Some records:
-- Start --

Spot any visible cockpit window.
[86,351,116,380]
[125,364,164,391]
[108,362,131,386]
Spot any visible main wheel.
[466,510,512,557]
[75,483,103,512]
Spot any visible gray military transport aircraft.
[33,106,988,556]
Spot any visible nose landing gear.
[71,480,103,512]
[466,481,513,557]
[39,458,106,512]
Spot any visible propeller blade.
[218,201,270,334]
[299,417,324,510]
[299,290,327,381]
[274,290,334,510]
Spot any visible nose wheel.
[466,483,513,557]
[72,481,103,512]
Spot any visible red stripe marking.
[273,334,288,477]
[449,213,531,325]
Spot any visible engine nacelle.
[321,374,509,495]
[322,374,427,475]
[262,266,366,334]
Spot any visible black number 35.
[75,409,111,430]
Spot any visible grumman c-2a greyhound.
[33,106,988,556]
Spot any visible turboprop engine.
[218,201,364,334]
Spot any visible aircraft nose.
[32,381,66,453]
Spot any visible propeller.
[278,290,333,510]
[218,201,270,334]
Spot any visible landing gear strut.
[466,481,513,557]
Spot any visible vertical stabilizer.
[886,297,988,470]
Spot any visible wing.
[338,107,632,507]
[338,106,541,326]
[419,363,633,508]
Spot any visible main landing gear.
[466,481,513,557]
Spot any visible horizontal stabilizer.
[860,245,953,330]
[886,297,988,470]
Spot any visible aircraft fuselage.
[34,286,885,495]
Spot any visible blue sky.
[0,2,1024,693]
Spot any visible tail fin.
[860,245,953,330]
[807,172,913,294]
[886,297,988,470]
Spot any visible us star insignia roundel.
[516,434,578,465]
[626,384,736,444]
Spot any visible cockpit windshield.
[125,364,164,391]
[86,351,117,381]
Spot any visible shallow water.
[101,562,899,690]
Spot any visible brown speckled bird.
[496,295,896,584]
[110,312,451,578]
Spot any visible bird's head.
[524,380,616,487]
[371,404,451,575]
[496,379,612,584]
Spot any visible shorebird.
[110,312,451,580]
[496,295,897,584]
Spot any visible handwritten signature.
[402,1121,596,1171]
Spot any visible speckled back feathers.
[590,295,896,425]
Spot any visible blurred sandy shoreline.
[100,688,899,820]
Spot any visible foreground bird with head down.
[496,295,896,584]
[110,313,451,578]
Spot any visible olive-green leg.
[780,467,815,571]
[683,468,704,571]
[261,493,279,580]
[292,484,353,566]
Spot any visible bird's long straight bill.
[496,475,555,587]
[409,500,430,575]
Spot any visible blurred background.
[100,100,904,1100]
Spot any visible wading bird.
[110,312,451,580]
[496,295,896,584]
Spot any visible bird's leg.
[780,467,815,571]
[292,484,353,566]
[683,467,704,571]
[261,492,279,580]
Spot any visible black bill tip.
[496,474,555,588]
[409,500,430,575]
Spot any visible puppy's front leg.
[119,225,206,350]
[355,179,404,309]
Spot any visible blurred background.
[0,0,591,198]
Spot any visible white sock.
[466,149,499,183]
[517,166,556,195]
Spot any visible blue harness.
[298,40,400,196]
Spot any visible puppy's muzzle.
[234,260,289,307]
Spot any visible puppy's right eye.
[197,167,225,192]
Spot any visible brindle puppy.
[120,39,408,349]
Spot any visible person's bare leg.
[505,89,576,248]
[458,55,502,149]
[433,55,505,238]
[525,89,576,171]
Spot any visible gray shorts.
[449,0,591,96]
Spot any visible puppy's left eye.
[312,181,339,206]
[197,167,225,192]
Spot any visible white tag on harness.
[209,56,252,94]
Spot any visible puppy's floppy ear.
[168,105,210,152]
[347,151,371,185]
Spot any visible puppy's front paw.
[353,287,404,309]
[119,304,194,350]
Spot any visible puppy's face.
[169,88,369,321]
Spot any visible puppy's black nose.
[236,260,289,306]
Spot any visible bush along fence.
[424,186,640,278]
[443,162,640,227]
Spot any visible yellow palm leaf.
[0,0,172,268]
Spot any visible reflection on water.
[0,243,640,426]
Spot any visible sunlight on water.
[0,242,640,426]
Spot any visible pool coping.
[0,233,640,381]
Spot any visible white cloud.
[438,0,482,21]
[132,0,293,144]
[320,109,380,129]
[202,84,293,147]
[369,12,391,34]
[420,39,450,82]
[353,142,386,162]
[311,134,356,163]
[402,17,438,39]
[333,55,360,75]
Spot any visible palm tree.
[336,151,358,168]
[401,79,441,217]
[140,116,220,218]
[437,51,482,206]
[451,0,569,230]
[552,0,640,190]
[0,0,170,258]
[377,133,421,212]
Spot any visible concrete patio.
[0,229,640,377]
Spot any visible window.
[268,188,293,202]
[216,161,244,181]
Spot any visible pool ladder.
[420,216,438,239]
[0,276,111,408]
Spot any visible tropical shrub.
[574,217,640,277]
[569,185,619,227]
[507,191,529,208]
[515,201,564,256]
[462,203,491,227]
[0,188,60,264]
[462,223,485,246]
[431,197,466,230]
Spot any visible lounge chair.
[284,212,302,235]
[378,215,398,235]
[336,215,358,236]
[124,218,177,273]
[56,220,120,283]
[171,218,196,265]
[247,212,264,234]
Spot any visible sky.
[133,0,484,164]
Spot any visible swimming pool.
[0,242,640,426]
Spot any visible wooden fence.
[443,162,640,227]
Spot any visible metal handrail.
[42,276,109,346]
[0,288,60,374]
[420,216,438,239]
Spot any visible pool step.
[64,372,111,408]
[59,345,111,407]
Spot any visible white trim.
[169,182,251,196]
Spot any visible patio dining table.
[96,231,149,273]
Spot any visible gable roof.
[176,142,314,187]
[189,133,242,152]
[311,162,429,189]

-- End --

Stated exercise: Reproduce the lines verbatim, starting at the line that contains "Spot any visible horizontal stabilizer." and ending at the line that contains "[100,100,904,1100]".

Written solution:
Spot any visible horizontal stabilizer.
[860,245,953,330]
[886,297,988,470]
Spot any visible aircraft fuselage.
[34,286,885,495]
Spot any visible blue sky.
[0,2,1024,693]
Spot any visible tail fin.
[860,245,953,330]
[807,172,913,294]
[886,297,988,470]
Spot any visible us star insignia roundel.
[516,434,578,465]
[626,384,736,444]
Spot any visible cockpit windshield.
[125,364,164,391]
[86,351,117,381]
Spot any visible shallow water.
[101,562,899,690]
Spot any visible brown speckled bird.
[496,295,896,584]
[110,312,451,578]
Spot any visible bird's head.
[524,380,616,487]
[371,404,451,575]
[496,379,612,584]
Spot any visible shorebird.
[110,312,451,580]
[496,295,897,584]
Spot any visible handwritten signature.
[402,1121,596,1171]
Spot any visible speckled back feathers.
[590,295,896,425]
Spot any visible blurred sandy shoreline.
[100,688,899,820]
Spot any visible foreground bird with head down.
[496,295,896,584]
[110,313,451,578]
Spot any visible olive-green leg.
[780,467,815,571]
[683,468,704,571]
[261,493,279,580]
[292,484,353,566]
Spot any visible bird's long straight bill.
[496,475,555,587]
[409,500,430,575]
Spot any visible blurred background.
[100,100,904,1100]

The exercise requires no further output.